# REQUIRED WORK
A) According to the NVMe over Fabrics text, which device type does nvmf not support?
B) Restate the NVMe over Fabrics text starting with "Userland is responsible" and going on through "controller.", swapping "namespace devices" for "namespace nodes".
C) Write the next part of the NVMe over Fabrics text, picking up after its final sentence.

# EXTRACTED TEXT
───

This is the client (initiator in SCSI terms) for NVMe over Fabrics.
Userland is responsible for creating a set of queue pairs and then
handing them off via an ioctl to this driver, e.g. via the 'connect'
command from nvmecontrol(8).  An nvmeX new-bus device is created
at the top-level to represent the remote controller similar to PCI
nvmeX devices for PCI-express controllers.

As with nvme(4), namespace devices named /dev/nvmeXnsY are created and
pass through commands can be submitted to either the namespace devices
or the controller device.  For example, 'nvmecontrol identify nvmeX'
works for a remote Fabrics controller the same as for a PCI-express
controller.

nvmf exports remote namespaces via nda(4) devices using the new NVMF
CAM transport.  nvmf does not support nvd(4), only nda(4).

Sponsored by: Chelsio Communications
Differential Revision: https://reviews.freebsd.org/D44714

cam: Add a XPORT_NVMF for NVMe over Fabrics sims

Reviewed by: ken, imp
Sponsored by: Chelsio Communications
Differential Revision: https://reviews.freebsd.org/D44713

nvmf_tcp: Add a TCP transport for NVMe over Fabrics

Structurally this is very similar to the TCP transport for iSCSI
(icl_soft.c).  One key difference is that NVMeoF transports use a more
abstract interface working with NVMe commands rather than transport
PDUs.  Thus, the data transfer for a given command is managed entirely
in the transport backend.

Similar to icl_soft.c, separate kthreads are used to handle transmit
and receive for each queue pair.  On the transmit side, when a capsule
is transmitted by an upper layer, it is placed on a queue for
processing by the transmit thread.  The transmit thread converts
command response capsules into suitable TCP PDUs where each PDU is
described by an mbuf chain that is then queued to the backing socket's
send buffer.  Command capsules can embed data along with the NVMe
command.

On the receive side, a socket upcall notifies the receive kthread when
more data arrives.  Once enough data has arrived for a PDU, the PDU is
handled synchronously in the kthread.  PDUs such as R2T or data
related PDUs are handled internally, with callbacks invoked if a data
transfer encounters an error, or once the data transfer has completed.
Received capsule PDUs invoke the upper layer's capsule_received
callback.

struct nvmf_tcp_command_buffer manages a TCP command buffer for data
transfers that do not use in-capsule-data as described in the NVMeoF
spec.  Data related PDUs such as R2T, C2H, and H2C are associated with
a command buffer except in the case of the send_controller_data
transport method which simply constructs one or more C2H PDUs from the
caller's mbuf chain.

───

# RECORDED DATA
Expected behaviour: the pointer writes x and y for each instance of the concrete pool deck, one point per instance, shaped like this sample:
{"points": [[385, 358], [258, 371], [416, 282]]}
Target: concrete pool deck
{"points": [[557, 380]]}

───

# EXERCISE ANSWERS
A) nvd(4)

B)
Userland is responsible for creating a set of queue pairs and then
handing them off via an ioctl to this driver, e.g. via the 'connect'
command from nvmecontrol(8).  An nvmeX new-bus device is created
at the top-level to represent the remote controller similar to PCI
nvmeX devices for PCI-express controllers.

As with nvme(4), namespace nodes named /dev/nvmeXnsY are created and
pass through commands can be submitted to either the namespace nodes
or the controller device.  For example, 'nvmecontrol identify nvmeX'
works for a remote Fabrics controller the same as for a PCI-express
controller.

C)
Sponsored by: Chelsio Communications
Differential Revision: https://reviews.freebsd.org/D44712

nvmf: Add infrastructure kernel module for NVMe over Fabrics

nvmf_transport.ko provides routines for managing NVMeoF queue pairs
and capsules.  It provides a glue layer between transports (such as
TCP or RDMA) and an NVMeoF host (initiator) and controller (target).

Unlike the synchronous API exposed to the host and controller by
libnvmf, the kernel's transport layer uses an asynchronous API built
on callbacks.  Upper layers provide callbacks on queue pairs that are
invoked for transport errors (error_cb) or anytime a capsule is
received (receive_cb).

Data transfers for a command are usually associated with a callback
that is invoked once a transfer has finished either due to an error
or successful completion.

For an upper layer that is a host, command capsules are allocated and
populated with an NVMe SQE by calling nvmf_allocate_command.  A data
buffer (described by a struct memdesc) can be associated with a
command capsule before it is transmitted via nvmf_capsule_append_data.
This function accepts a direction (send vs receive) as well as the
data transfer callback.  The host then transmits the command via
nvmf_transmit_capsule.  The host must ensure that the data buffer
described by the 'struct memdesc' remains valid until the data
transfer callback is called.  The queue pair's receive_cb callback
should match received response capsules up with previously transmitted
commands.

For the controller, incoming commands are received via the queue
pair's receive_cb callback.  nvmf_receive_controller_data is used to
retrieve any data from a command (e.g. the data for a WRITE command).
It can be called multiple times to split the data transfer into
smaller sizes.  This function accepts an I/O completion callback that
is invoked once the data transfer has completed.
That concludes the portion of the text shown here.